- What needs to be done: Pick every line from the data below that contains the string "stabilizer" and copy it.

▼▼▼

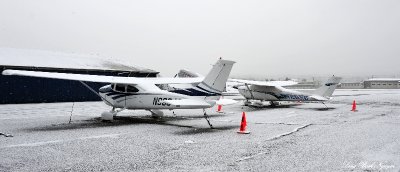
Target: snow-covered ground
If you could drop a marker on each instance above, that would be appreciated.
(304, 137)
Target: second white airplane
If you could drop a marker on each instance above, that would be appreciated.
(274, 92)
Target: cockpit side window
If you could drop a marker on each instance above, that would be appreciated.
(120, 88)
(131, 89)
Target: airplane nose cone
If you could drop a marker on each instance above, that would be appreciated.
(105, 89)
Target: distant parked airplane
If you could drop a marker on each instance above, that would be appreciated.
(274, 92)
(143, 93)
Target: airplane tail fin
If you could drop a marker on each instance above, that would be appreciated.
(329, 87)
(183, 73)
(215, 81)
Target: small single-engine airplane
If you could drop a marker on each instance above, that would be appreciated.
(274, 92)
(145, 93)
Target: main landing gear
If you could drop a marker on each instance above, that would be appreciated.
(208, 120)
(109, 116)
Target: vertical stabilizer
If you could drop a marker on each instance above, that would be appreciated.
(329, 87)
(215, 81)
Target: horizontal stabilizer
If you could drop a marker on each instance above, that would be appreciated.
(265, 83)
(318, 98)
(226, 102)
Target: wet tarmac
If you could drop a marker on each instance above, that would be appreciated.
(300, 137)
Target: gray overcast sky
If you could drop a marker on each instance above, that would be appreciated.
(266, 38)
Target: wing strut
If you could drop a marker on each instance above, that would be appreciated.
(251, 93)
(91, 89)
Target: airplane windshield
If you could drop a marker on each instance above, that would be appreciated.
(131, 89)
(120, 88)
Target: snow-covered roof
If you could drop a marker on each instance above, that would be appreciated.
(41, 58)
(384, 79)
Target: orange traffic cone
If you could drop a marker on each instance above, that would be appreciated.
(219, 109)
(354, 107)
(243, 125)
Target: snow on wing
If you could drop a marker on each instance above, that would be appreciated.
(101, 78)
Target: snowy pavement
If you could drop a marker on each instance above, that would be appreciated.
(304, 137)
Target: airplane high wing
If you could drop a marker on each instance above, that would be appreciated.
(103, 79)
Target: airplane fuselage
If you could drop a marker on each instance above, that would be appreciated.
(148, 100)
(273, 94)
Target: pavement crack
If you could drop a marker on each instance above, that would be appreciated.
(289, 133)
(274, 138)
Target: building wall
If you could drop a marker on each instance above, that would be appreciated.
(382, 84)
(18, 89)
(355, 85)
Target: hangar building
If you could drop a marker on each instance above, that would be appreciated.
(17, 89)
(382, 83)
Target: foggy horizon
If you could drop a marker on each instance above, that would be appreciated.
(267, 39)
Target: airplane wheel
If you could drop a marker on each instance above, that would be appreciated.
(107, 116)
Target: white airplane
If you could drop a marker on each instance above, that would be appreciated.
(274, 92)
(143, 93)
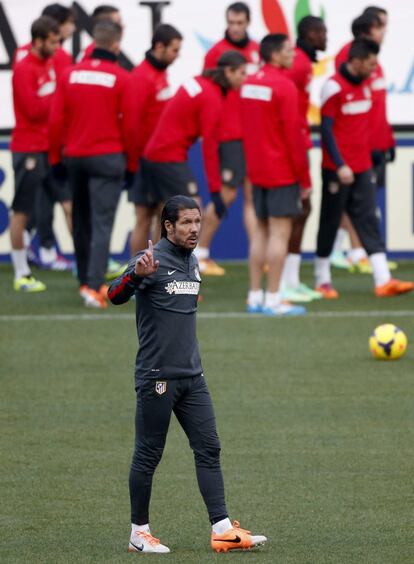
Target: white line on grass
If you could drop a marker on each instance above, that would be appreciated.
(201, 315)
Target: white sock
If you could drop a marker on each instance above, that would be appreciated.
(202, 253)
(222, 526)
(47, 255)
(339, 240)
(139, 528)
(380, 268)
(291, 267)
(272, 299)
(26, 239)
(20, 265)
(322, 271)
(255, 297)
(355, 255)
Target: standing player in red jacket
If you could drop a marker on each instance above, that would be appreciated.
(149, 93)
(347, 170)
(34, 83)
(51, 191)
(89, 115)
(277, 166)
(193, 112)
(312, 37)
(232, 161)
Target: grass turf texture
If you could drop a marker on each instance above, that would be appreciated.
(317, 436)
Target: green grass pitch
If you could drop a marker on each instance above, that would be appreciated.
(317, 437)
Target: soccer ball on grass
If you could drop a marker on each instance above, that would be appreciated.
(388, 342)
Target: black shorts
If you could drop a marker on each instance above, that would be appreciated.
(31, 174)
(164, 180)
(232, 163)
(140, 192)
(281, 201)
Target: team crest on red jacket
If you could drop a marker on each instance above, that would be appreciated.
(160, 388)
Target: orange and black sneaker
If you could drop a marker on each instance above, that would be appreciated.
(209, 267)
(393, 288)
(328, 292)
(142, 541)
(235, 538)
(103, 291)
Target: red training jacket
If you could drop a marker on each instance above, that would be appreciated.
(193, 112)
(34, 83)
(88, 111)
(381, 134)
(274, 144)
(349, 105)
(301, 74)
(231, 126)
(149, 92)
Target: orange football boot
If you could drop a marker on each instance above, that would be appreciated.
(103, 291)
(235, 539)
(393, 288)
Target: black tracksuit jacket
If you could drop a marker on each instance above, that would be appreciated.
(166, 305)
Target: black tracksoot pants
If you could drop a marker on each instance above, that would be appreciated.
(359, 201)
(191, 403)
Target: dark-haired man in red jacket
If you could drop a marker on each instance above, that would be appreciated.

▲▲▲

- Expected output:
Target: vertical stabilizer
Target: horizontal stabilizer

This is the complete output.